Description of the task
Retype all of the material below line for line, without changing a single character.

-- Start of Exercise material --

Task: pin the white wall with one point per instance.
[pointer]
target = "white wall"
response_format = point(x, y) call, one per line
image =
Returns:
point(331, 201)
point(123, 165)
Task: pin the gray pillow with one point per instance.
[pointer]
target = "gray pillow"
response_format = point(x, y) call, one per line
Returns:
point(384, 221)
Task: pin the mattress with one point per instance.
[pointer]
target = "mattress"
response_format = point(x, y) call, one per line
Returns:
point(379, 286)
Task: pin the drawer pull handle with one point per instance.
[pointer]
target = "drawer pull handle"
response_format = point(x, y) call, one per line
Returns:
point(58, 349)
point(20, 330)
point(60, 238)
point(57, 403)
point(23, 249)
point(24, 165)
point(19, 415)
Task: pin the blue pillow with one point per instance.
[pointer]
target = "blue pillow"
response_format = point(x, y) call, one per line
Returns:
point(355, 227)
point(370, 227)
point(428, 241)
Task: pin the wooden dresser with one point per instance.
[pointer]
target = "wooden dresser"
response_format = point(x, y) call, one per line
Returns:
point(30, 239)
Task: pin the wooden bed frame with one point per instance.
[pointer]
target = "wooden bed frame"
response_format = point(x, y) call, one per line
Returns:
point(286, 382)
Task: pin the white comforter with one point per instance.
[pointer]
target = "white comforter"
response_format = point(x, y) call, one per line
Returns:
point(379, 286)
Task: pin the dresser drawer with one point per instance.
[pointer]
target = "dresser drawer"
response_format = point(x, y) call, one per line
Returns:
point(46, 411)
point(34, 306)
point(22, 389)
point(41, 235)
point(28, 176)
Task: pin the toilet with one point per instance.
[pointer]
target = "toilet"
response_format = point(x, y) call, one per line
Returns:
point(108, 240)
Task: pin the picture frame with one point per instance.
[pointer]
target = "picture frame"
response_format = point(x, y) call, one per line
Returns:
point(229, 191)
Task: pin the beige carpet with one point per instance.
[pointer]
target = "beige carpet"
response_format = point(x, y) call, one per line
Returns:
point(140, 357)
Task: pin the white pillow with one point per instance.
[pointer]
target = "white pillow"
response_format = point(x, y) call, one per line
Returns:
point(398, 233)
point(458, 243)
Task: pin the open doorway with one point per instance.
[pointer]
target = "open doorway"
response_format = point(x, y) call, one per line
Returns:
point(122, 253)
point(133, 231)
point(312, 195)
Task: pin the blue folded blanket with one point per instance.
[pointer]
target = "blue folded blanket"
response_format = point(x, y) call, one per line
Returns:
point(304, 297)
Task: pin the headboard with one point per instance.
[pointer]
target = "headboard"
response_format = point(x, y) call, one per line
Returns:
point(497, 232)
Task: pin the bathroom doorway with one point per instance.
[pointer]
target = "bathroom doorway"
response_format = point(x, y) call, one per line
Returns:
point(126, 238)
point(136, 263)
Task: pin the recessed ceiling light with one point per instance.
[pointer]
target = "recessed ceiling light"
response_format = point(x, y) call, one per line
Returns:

-- End of Exercise material --

Written reply
Task: pin the white wall with one point per instance.
[pointer]
target = "white wall"
response_format = point(x, y) call, one per line
image =
Returns:
point(331, 201)
point(123, 165)
Task: pin the gray pillow with one point per instance.
[pointer]
target = "gray pillow"
response_format = point(x, y) call, one per line
Returns:
point(384, 221)
Task: pin the mattress with one point per instance.
[pointer]
target = "mattress"
response_format = point(x, y) call, one per line
Returns:
point(379, 286)
Task: pin the drawer pull handle with one point per instance.
[pointer]
target = "drawer pull handle"
response_format = point(x, y) call, one per line
Returns:
point(58, 349)
point(20, 330)
point(60, 238)
point(57, 403)
point(23, 249)
point(24, 165)
point(19, 415)
Task: pin the blue pillow with one point per instance.
[pointer]
target = "blue pillow"
response_format = point(x, y) call, one per line
Returns:
point(355, 227)
point(370, 227)
point(428, 241)
Task: pin the wooden dresser with one point per instance.
[pointer]
target = "wooden dresser"
response_format = point(x, y) call, one per line
Returns:
point(30, 239)
Task: pin the wooden bed frame with one point per instance.
[pointer]
target = "wooden bed frame"
response_format = point(x, y) call, one per line
Returns:
point(286, 382)
Task: pin the white comforter with one point per instance.
[pointer]
target = "white comforter"
response_format = point(x, y) call, one per line
Returns:
point(379, 286)
Task: pin the dresser drawer with one point per instance.
[pointer]
target = "dresser drawer"
response_format = point(x, y) call, one per line
Returns:
point(46, 411)
point(34, 306)
point(22, 389)
point(41, 235)
point(28, 176)
Task: pin the toilet with one point per instance.
[pointer]
target = "toilet"
response_format = point(x, y) call, one per line
Returns:
point(108, 240)
Task: pin the picture frame with one point per instance.
[pointer]
target = "picture frame"
response_format = point(x, y) call, one per line
Returns:
point(229, 191)
Task: pin the beige carpet with one point per instance.
[pointer]
target = "beige carpet"
response_format = point(x, y) call, one per line
Returns:
point(140, 357)
Task: pin the white pillow with one point per instance.
[pointer]
target = "white pillow"
response_format = point(x, y) call, one per line
Returns:
point(398, 233)
point(458, 243)
Task: pin the open doorway with one point per instance.
[pointer]
target = "open doorway"
response_format = point(x, y) call, one per line
Returns:
point(122, 253)
point(133, 231)
point(312, 195)
Task: pin the blue folded blanket with one point per instance.
[pointer]
target = "blue folded blanket"
response_format = point(x, y) call, one per line
Returns:
point(304, 297)
Task: pin the headboard with one point per instance.
[pointer]
target = "headboard"
response_format = point(x, y) call, one per line
Returns:
point(497, 232)
Task: pin the bathroom doorway with one point per instance.
[pointer]
target = "bathroom doorway"
response_format = point(x, y) call, one per line
Returns:
point(126, 238)
point(136, 263)
Task: pin the recessed ceiling light with one point per instance.
[pointer]
target = "recessed ceiling light"
response_format = point(x, y) call, one per line
Returns:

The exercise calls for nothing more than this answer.